*** Page excerpt ***
Bhutan Football Federation
- Short name: BFF
- Founded: 1983; 43 years ago
- Headquarters: Babena
- Location: Thimphu
- FIFA affiliation: 2000
- AFC affiliation: 1993
- SAFF affiliation: 2000
- President: Dasho Ugyen Tsechup Dorji
- Website: bhutanfootball.org

= Bhutan Football Federation =

Governing body of association football in Bhutan

The Bhutan Football Federation (Dzongkha: འབྲུག་རྐང་རིལ་ཚོགས་སྡེ) is the governing body of football in Bhutan, controlling the Bhutan national football team, Bhutan women's national football team and the Bhutan national futsal team. It is also responsible for organising the Bhutan Premier League and women's league, alongside Dzongkhag (District) leagues, Women's National League, as well as various youth and recreational tournaments.

==History==
The Bhutan Football Federation was founded in 1983 as part of the Bhutan Olympic Committee. It has been a member of FIFA since 2000 and the Asian Football Confederation since 1993.
*** Records provided ***
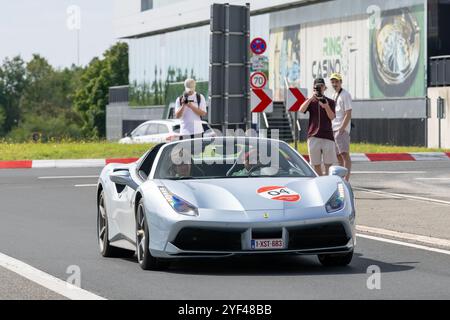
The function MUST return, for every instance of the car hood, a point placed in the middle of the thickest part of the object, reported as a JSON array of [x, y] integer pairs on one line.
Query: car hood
[[252, 194]]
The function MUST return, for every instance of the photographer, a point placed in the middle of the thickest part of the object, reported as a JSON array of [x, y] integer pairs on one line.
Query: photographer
[[190, 108], [321, 145], [343, 123]]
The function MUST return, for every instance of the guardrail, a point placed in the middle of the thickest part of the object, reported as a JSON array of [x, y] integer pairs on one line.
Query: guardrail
[[439, 71], [119, 94]]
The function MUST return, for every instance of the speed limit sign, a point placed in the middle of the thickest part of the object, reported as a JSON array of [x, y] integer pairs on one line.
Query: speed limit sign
[[258, 80]]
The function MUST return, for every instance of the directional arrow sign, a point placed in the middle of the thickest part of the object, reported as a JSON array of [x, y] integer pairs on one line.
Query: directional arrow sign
[[262, 101], [295, 98]]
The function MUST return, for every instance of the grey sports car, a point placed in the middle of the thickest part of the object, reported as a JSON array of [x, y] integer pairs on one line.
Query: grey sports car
[[220, 197]]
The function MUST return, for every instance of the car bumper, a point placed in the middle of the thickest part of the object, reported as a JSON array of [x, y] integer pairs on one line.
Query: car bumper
[[193, 237]]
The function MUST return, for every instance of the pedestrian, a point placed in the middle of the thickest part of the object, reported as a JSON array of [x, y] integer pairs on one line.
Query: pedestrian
[[321, 145], [190, 108], [343, 123]]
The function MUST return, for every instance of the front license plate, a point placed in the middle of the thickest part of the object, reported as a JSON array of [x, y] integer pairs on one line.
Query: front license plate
[[269, 244]]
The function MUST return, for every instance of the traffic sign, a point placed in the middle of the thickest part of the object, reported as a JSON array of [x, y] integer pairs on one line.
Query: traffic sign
[[262, 101], [295, 98], [258, 46], [258, 80]]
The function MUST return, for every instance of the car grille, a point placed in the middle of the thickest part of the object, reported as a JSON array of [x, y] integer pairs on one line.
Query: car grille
[[195, 239], [317, 237]]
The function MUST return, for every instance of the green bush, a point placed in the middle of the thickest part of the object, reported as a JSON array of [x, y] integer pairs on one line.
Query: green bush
[[48, 129]]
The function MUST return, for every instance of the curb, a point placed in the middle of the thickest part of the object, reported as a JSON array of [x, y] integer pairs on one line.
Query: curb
[[99, 163]]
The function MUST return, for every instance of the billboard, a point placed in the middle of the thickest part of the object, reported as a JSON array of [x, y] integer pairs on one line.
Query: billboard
[[381, 59], [397, 54], [284, 57]]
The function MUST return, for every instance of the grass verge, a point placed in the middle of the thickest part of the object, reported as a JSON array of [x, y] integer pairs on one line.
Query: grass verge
[[102, 150]]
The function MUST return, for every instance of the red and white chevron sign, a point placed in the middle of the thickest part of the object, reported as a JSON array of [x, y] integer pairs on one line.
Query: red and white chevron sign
[[262, 101], [295, 98]]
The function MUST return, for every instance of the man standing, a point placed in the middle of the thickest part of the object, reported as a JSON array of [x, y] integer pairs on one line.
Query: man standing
[[342, 124], [321, 145], [190, 108]]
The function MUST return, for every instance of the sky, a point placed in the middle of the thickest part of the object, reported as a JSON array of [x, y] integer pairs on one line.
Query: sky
[[41, 26]]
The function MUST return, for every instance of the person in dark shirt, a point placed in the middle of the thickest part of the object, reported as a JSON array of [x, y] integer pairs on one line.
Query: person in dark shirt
[[321, 145]]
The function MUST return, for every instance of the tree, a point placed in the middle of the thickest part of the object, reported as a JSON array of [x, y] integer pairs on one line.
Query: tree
[[92, 95], [12, 85]]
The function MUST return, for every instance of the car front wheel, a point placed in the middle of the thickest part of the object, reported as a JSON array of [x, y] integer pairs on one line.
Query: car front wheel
[[145, 259], [336, 260]]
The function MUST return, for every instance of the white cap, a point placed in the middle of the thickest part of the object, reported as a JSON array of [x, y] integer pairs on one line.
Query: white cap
[[189, 85]]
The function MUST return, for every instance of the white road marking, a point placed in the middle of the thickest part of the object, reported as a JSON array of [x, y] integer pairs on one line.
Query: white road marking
[[404, 196], [389, 172], [45, 280], [67, 177], [433, 179], [405, 236], [404, 244]]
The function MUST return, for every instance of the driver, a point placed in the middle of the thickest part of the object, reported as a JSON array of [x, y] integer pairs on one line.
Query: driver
[[179, 168], [250, 165]]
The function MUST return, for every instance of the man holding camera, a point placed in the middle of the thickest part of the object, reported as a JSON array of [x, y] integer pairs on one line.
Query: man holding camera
[[321, 145], [343, 122], [190, 108]]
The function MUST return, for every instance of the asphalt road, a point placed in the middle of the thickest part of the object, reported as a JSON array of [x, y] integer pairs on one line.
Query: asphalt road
[[50, 225]]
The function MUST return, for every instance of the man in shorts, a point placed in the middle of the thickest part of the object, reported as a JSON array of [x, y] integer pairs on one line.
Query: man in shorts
[[343, 123], [321, 145]]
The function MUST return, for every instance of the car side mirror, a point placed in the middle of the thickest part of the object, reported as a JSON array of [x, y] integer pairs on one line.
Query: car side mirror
[[338, 171], [123, 178]]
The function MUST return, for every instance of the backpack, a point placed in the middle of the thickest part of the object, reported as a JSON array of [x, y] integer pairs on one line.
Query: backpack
[[198, 96]]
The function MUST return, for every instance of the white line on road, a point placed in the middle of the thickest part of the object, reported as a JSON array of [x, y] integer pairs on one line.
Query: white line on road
[[45, 280], [388, 172], [433, 179], [404, 196], [405, 236], [404, 244], [67, 177]]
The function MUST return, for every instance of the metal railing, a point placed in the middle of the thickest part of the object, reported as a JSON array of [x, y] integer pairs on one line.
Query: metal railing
[[119, 94], [439, 71]]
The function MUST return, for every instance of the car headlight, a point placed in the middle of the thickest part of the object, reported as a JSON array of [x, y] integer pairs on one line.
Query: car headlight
[[179, 205], [337, 201]]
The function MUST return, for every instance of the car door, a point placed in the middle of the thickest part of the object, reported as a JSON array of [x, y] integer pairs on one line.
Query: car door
[[139, 174]]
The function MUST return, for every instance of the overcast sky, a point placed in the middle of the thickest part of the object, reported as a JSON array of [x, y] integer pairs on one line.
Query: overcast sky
[[40, 26]]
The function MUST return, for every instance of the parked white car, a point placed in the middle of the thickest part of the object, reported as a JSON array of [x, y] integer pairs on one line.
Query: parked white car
[[160, 131]]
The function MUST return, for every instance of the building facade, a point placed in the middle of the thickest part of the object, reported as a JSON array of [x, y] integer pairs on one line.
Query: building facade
[[380, 47]]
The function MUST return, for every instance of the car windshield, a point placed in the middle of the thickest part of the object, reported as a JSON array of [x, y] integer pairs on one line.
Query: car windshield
[[227, 158]]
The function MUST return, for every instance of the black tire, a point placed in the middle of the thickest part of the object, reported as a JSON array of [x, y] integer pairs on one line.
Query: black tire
[[106, 249], [145, 259], [336, 260]]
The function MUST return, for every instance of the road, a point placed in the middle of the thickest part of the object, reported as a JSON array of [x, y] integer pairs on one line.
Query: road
[[49, 224]]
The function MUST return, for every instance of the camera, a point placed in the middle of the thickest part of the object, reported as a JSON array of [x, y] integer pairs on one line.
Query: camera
[[186, 99], [319, 94]]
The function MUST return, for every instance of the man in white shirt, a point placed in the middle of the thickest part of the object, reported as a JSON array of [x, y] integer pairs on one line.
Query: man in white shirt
[[342, 123], [190, 108]]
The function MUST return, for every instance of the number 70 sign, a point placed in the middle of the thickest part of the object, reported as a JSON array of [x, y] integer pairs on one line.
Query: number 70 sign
***
» Requests
1 – Retype the Bhutan Football Federation page excerpt between "Governing body of association" and "Confederation since 1993.", inclusive.
2 – Continue the Bhutan Football Federation text from where it stops.

» Outputs
1 –
Governing body of association football in Bhutan

The Bhutan Football Federation (Dzongkha: འབྲུག་རྐང་རིལ་ཚོགས་སྡེ) is the governing body of football in Bhutan, controlling the Bhutan national football team, Bhutan women's national football team and the Bhutan national futsal team. It is also responsible for organising the Bhutan Premier League and women's league, alongside Dzongkhag (District) leagues, Women's National League, as well as various youth and recreational tournaments.

==History==
The Bhutan Football Federation was founded in 1983 as part of the Bhutan Olympic Committee. It has been a member of FIFA since 2000 and the Asian Football Confederation since 1993.

2 –
The Bhutan national football team was considered "the worst football team" up until 2015 when it won a World Cup qualifying game against Sri Lanka.

In 2016, the BFF introduced Club Licensing Regulation to bring basic standards to the football economy of the country.

In July 2017, the BFF Disciplinary Committee suspended Druk Pol F.C. for two years after a player disobeyed a referee during a match.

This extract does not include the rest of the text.